INSTRUCTIONS FOR THE TASK:
Below is a listing. Quote from it, exactly, the lines from the one containing "point: cormorant with" down to the one containing "Query: stair railing", both ends included, and nothing else.

::: SOURCE INFORMATION :::

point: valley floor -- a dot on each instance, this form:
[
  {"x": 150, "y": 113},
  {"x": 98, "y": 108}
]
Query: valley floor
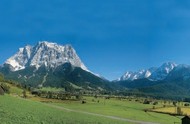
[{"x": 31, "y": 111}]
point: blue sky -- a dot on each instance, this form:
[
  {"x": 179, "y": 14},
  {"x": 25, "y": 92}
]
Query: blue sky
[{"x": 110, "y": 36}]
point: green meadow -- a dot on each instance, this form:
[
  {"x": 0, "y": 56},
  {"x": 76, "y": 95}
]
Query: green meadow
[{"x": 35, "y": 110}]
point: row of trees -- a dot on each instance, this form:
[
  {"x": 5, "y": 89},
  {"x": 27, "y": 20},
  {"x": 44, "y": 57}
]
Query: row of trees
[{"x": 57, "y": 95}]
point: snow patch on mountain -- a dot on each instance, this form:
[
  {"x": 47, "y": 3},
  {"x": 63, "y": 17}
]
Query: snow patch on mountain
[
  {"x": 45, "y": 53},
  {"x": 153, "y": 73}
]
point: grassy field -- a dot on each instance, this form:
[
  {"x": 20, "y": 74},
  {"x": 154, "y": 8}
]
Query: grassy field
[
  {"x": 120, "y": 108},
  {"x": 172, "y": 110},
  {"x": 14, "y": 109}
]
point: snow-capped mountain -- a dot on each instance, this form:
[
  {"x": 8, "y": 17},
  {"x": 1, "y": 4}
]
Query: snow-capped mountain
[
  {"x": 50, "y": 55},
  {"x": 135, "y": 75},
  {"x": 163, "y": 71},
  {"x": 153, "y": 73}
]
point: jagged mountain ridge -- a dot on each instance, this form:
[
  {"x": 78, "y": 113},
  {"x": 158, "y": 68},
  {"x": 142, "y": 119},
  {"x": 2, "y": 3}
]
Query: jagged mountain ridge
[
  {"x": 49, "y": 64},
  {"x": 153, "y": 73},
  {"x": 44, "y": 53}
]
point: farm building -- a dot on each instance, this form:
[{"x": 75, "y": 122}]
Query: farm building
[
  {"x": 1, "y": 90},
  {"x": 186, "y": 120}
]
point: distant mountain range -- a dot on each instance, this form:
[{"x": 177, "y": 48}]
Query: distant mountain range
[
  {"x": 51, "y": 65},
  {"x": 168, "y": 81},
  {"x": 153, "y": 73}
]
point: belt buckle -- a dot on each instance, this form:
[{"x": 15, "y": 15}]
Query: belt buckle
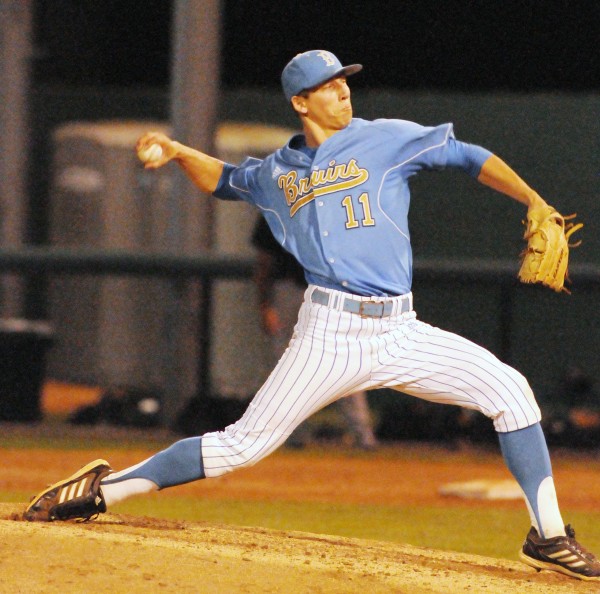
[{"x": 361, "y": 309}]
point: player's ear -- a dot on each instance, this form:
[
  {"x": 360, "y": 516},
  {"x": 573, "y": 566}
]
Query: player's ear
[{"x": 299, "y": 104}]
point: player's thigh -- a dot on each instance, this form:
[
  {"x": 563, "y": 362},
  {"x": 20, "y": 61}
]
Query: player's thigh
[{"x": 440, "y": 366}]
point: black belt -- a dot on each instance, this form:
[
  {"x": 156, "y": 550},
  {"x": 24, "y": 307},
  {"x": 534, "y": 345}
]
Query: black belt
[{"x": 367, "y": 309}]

:::
::: SOURCE INFORMATION :::

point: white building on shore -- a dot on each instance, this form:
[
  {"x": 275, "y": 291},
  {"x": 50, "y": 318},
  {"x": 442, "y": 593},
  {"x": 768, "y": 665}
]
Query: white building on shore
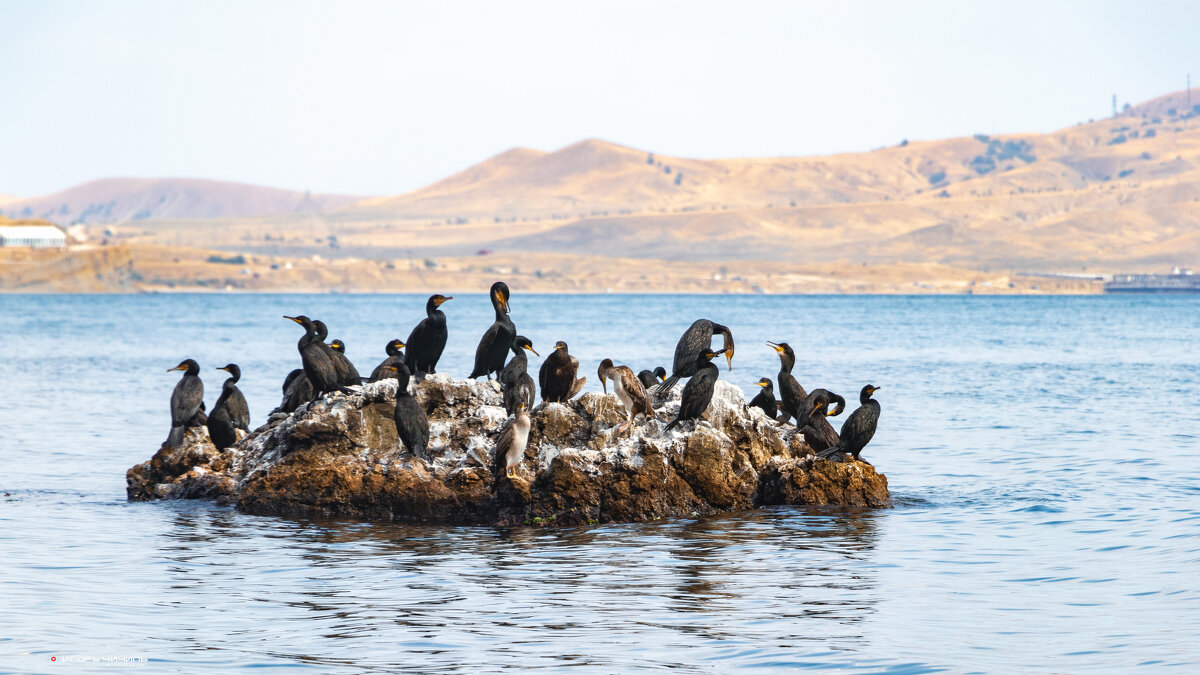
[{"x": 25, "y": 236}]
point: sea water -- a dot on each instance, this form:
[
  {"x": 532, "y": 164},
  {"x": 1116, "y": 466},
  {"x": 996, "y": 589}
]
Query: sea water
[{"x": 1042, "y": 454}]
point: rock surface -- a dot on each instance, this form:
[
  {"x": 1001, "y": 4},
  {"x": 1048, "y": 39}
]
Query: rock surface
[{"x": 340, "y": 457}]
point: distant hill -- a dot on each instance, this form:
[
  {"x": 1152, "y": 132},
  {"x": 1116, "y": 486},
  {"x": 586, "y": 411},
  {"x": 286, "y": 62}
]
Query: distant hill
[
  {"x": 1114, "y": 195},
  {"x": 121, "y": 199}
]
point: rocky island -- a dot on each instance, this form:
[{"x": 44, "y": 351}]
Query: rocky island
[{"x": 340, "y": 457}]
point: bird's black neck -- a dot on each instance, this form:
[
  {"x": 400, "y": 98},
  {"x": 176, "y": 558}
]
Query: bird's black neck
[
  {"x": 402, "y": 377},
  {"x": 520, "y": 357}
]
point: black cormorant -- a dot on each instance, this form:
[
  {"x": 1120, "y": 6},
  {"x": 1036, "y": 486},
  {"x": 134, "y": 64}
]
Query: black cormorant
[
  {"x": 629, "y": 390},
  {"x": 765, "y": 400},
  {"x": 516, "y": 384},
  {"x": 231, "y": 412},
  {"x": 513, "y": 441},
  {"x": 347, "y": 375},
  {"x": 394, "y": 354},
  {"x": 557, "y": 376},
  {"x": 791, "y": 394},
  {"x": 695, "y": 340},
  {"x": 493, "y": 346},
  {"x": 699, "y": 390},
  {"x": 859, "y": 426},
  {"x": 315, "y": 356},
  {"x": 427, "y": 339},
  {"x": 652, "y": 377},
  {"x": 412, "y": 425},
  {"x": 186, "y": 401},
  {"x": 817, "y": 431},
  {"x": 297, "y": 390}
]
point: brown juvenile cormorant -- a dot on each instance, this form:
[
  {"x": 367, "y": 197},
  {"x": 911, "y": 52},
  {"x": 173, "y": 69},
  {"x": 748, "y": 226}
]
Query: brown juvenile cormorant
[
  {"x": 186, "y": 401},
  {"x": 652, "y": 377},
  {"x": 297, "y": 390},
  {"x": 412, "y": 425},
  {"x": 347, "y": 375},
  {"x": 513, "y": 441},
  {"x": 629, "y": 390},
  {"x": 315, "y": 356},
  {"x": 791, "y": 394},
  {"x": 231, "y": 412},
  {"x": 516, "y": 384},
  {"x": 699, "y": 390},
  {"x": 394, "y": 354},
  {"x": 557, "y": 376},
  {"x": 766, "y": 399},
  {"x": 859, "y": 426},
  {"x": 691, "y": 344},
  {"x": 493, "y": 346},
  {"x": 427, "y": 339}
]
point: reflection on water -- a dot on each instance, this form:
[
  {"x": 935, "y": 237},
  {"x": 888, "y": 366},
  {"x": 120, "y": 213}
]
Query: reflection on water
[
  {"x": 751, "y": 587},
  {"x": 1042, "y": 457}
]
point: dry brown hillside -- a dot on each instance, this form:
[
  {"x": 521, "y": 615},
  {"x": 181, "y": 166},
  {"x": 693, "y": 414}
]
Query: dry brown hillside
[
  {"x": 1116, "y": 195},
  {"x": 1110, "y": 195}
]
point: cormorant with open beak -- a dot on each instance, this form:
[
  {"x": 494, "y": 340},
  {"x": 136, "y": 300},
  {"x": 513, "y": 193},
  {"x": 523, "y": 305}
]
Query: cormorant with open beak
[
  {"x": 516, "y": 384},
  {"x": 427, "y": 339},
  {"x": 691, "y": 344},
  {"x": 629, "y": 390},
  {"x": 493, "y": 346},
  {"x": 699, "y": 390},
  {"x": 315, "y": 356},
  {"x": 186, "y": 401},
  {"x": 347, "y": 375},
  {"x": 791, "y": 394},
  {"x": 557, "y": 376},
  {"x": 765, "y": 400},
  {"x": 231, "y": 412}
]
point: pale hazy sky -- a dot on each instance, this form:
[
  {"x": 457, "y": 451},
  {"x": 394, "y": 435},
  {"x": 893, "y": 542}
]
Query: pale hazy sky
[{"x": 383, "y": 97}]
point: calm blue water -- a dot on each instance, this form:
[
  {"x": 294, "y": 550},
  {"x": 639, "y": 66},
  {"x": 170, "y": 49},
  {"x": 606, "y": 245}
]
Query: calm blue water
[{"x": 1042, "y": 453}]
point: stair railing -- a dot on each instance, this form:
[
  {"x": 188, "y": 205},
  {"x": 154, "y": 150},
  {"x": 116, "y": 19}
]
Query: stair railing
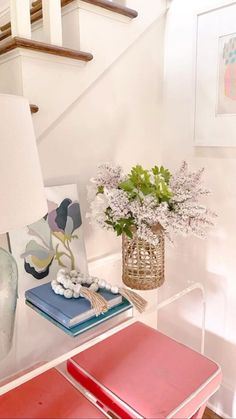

:::

RESULT OF THE EXERCISE:
point: cormorant with open beak -- a dot on each instance, this form:
[
  {"x": 494, "y": 340},
  {"x": 136, "y": 300},
  {"x": 513, "y": 193},
  {"x": 523, "y": 305}
]
Query: cormorant with open beak
[
  {"x": 516, "y": 384},
  {"x": 427, "y": 339},
  {"x": 691, "y": 344},
  {"x": 629, "y": 390},
  {"x": 493, "y": 346},
  {"x": 699, "y": 390},
  {"x": 315, "y": 356},
  {"x": 186, "y": 401},
  {"x": 347, "y": 375},
  {"x": 791, "y": 394},
  {"x": 557, "y": 376},
  {"x": 765, "y": 400},
  {"x": 231, "y": 412}
]
point: pale hazy sky -- a dot on each instance, this form:
[
  {"x": 457, "y": 451},
  {"x": 394, "y": 435},
  {"x": 893, "y": 542}
]
Query: pale hazy sky
[{"x": 383, "y": 97}]
point: calm blue water -- a dot on each instance, this form:
[
  {"x": 294, "y": 550},
  {"x": 639, "y": 66},
  {"x": 170, "y": 49},
  {"x": 606, "y": 245}
]
Query: calm blue water
[{"x": 1042, "y": 453}]
point: stair railing -- a dot on each instance, this form:
[
  {"x": 188, "y": 205},
  {"x": 154, "y": 150},
  {"x": 116, "y": 19}
]
Query: stair railing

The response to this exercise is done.